EXERCISE INPUT.
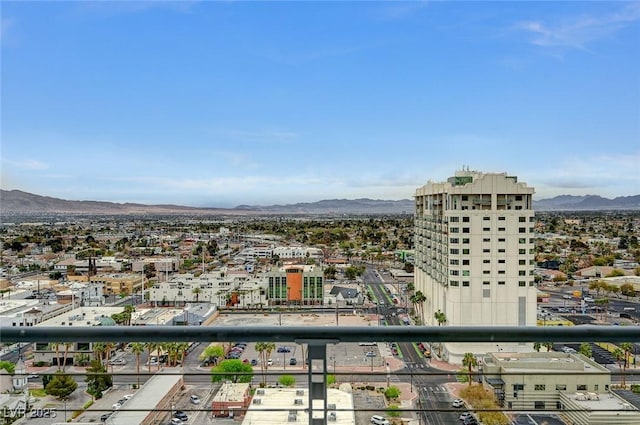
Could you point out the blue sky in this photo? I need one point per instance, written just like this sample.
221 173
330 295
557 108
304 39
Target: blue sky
228 103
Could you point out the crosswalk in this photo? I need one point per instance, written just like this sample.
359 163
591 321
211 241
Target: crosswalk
435 389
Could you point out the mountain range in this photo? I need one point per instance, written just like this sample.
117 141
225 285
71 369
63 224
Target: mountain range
19 202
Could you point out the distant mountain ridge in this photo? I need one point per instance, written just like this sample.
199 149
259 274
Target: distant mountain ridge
587 202
19 202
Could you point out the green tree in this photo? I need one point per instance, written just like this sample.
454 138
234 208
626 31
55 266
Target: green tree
232 370
393 410
585 350
470 361
392 393
61 385
97 379
287 380
212 353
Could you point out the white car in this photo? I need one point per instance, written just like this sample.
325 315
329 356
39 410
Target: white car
457 403
379 420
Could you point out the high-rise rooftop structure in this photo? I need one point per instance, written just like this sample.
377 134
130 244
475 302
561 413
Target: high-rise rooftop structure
474 255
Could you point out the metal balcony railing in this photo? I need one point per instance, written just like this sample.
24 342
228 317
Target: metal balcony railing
313 401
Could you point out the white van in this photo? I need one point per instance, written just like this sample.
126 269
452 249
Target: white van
379 420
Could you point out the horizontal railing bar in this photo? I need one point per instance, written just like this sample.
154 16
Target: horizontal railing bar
333 333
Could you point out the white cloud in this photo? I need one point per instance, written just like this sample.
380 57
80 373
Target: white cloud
579 32
28 164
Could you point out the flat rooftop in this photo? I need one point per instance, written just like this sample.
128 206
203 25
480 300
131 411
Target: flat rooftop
290 400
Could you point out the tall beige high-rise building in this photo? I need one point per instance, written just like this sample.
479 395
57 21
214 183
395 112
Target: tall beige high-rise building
474 254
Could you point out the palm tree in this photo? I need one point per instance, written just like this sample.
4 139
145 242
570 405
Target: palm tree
627 347
196 292
151 347
56 346
440 317
469 361
137 348
618 354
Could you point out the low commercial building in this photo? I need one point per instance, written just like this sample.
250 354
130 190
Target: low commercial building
276 406
535 381
231 400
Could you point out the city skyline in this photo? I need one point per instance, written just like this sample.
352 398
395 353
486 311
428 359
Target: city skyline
220 104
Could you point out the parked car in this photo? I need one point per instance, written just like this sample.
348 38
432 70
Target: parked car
379 420
181 415
465 415
457 403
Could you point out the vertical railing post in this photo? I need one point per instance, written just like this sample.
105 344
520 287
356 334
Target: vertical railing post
317 379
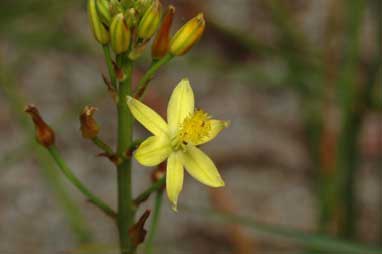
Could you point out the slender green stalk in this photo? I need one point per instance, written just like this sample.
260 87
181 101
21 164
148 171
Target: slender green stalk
76 220
142 85
125 133
352 113
102 145
146 194
323 242
154 221
76 182
109 63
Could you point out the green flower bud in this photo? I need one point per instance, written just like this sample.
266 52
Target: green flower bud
120 34
188 35
162 39
150 21
103 9
99 31
115 7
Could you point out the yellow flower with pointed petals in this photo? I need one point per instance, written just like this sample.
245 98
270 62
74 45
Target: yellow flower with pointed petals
177 140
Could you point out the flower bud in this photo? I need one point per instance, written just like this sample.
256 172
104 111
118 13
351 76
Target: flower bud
103 10
162 39
189 34
44 134
150 21
137 51
120 34
89 126
99 31
115 7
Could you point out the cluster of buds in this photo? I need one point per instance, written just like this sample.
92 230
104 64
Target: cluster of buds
128 25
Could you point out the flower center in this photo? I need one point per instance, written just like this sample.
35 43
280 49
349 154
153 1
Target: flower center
193 130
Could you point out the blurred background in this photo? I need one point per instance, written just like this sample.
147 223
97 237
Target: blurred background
299 80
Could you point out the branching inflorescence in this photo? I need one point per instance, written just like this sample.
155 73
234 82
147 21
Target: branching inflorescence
124 28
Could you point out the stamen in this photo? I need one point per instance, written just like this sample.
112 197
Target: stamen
195 128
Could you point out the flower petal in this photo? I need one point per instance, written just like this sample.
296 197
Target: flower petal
181 105
174 178
153 151
216 127
147 117
201 167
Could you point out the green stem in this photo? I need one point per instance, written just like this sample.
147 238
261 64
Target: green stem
142 85
76 182
102 145
109 63
154 221
70 209
125 129
146 194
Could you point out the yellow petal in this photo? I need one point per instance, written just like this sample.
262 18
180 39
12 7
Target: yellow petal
201 167
216 127
147 117
181 105
174 178
153 151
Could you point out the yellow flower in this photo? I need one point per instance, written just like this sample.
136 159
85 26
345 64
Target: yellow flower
177 140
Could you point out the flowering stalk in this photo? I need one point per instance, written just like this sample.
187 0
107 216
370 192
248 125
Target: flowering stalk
126 27
76 182
125 133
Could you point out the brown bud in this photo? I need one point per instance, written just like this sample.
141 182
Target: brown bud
162 39
44 134
89 126
137 232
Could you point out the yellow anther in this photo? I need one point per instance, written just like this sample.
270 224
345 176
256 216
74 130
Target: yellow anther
194 128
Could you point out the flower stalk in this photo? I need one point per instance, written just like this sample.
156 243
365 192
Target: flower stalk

WHAT TO WORK ON. Could you retype every line above exactly as it appears, skipping the pictures?

ANSWER TO THIS EXERCISE.
Could you point out the blue sky in this photo? I need one point per instance, written just like this sample.
221 173
330 295
557 108
304 39
Target: blue sky
228 103
Could you point out the crosswalk in this photo? I need one point per instance, written just like this sample.
359 163
591 321
211 241
Target: crosswalk
435 389
Could you point out the mountain range in this photo? I need one point per instance, written just like this sample.
117 141
225 285
71 369
63 224
Target: mountain range
19 202
Could you point out the distant mountain ridge in this photo? I need one point per instance, written just like this sample.
199 149
259 274
Target: distant mountain ridge
587 202
19 202
Could you point out the green tree in this photo? I need one point per instance, written just like this sample.
454 138
234 208
626 31
55 266
Target: green tree
232 370
393 410
585 350
470 361
392 393
61 385
97 379
287 380
212 353
Could you point out the white car in this photo? I need one point per instance, written just like this sample.
325 315
329 356
39 410
Target: white car
457 403
379 420
Could you point out the high-rise rooftop structure in this photo? I need one point per instance, written just like this sample.
377 134
130 244
475 302
561 413
Target: high-rise rooftop structure
474 255
Could you point out the metal balcony railing in this photo? I need one point per instance, written just like this sample.
24 342
228 317
Target: metal balcony railing
313 401
Could you point out the white van in this photo? I need one point per instance, written just like this sample.
126 269
452 249
Target: white van
379 420
Could you point out the horizontal railing bar in this photo? I need one point per instance, written just like this sample.
154 16
Target: horizontal railing bar
333 333
Could you point out the white cloud in this photo? I need one point per instance, written just like this sample.
380 57
80 373
Target: white cloud
579 32
28 164
Could you point out the flat rooftop in this photo? I need one point per instance, written just like this sample.
128 206
203 25
480 300
131 411
Target: flat rooftop
290 400
Could you point out the tall beige high-rise building in this photo? I need one point per instance, written just like this sample.
479 395
57 21
214 183
395 112
Target: tall beige high-rise building
474 254
Could you point out the palm tree in this photo? I need one point per instance, written just like this sample.
4 139
145 242
570 405
Target: palm tree
627 347
196 292
151 347
56 346
440 317
469 361
137 348
618 354
Could you point out the low commercial building in this photo? I need one point per instance, written just like this sample.
250 354
130 190
Target: low commercial building
276 406
535 381
231 400
Could you point out the city skyline in this photo? I need one point per instance, written just like this sample.
352 398
395 353
486 311
428 359
Target: city skyline
220 104
Could you point out the parked car in this photo? I need one point per instance, written just like this sample.
348 38
432 70
Target: parked car
379 420
181 415
465 415
457 403
Could you point out the vertical railing post in this photo? I need one point per instance, written just like this sample.
105 344
520 287
356 334
Target: vertical railing post
317 379
Could you point out the slender green stalk in this photo? I need one point per instance, written just like this sample.
260 87
181 101
21 164
148 171
Target: slender green stalk
76 220
142 85
125 133
352 113
102 145
146 194
323 242
154 221
76 182
109 63
Could you point out the green flower bud in this photo? I need one point per instance, written just like this sample.
266 52
Target: green flower bud
120 34
188 35
162 39
150 21
103 9
99 31
115 7
Could you point out the yellow flower with pointed petals in this photo? I need one point per instance, written just like this sample.
245 98
270 62
74 45
Target: yellow flower with pointed petals
177 140
Could you point out the flower bud in this photo? I need one point per instance, written just like this sample.
256 172
104 111
118 13
351 76
Target: flower bud
103 10
162 39
189 34
44 134
150 21
137 51
120 34
89 126
99 31
115 7
Could you point out the cluster of buds in this photo? I need one point per instance, written just like this sample.
92 230
104 64
Target: cluster of buds
128 25
Could you point out the flower center in this photo? I need one point per instance, written just like this sample.
35 43
280 49
349 154
153 1
Target: flower center
193 130
Could you point out the blurred background in this photo? I need one point per instance, written just like this sample.
147 223
97 237
Target: blurred background
299 80
Could you point out the branching inflorescence in this photo? I need one point per instance, written just like this sample.
155 73
234 82
147 21
Target: branching inflorescence
124 28
Could you point out the stamen in this photo? I need one point per instance, written just like this sample.
112 197
Target: stamen
195 128
Could you point out the flower petal in this photo? I need one point per instance, written just like this sample.
296 197
Target: flower petal
181 105
174 178
153 151
216 127
147 117
201 167
Could you point out the green stem in this photo? I need one point per instance, written just like this sample.
147 238
261 64
Target: green stem
142 85
76 182
102 145
109 63
154 221
70 209
125 129
146 194
Could you point out the yellow petal in this photo? I need one point per instance, written just like this sample.
262 18
180 39
12 7
Target: yellow petal
201 167
216 127
147 117
181 105
174 178
153 151
Could you point out the yellow flower in this photo? I need one point per instance, written just like this sample.
136 159
85 26
345 64
Target: yellow flower
177 140
Could you point out the flowering stalk in this photo? I need one point per instance, written just like this sample.
187 0
107 216
370 192
248 125
Target: flowering stalk
126 27
76 182
125 133
Could you point out the brown bud in this photo? I need one point per instance, written just like this sample.
141 182
Target: brown bud
162 39
44 134
89 126
137 232
Could you point out the yellow anther in this photo? I need one point per instance, written just like this sample.
270 224
345 176
256 216
74 130
Target: yellow anther
194 128
Could you point out the flower stalk in this photo? I need one point per instance, written just like this sample.
156 243
365 192
Target: flower stalk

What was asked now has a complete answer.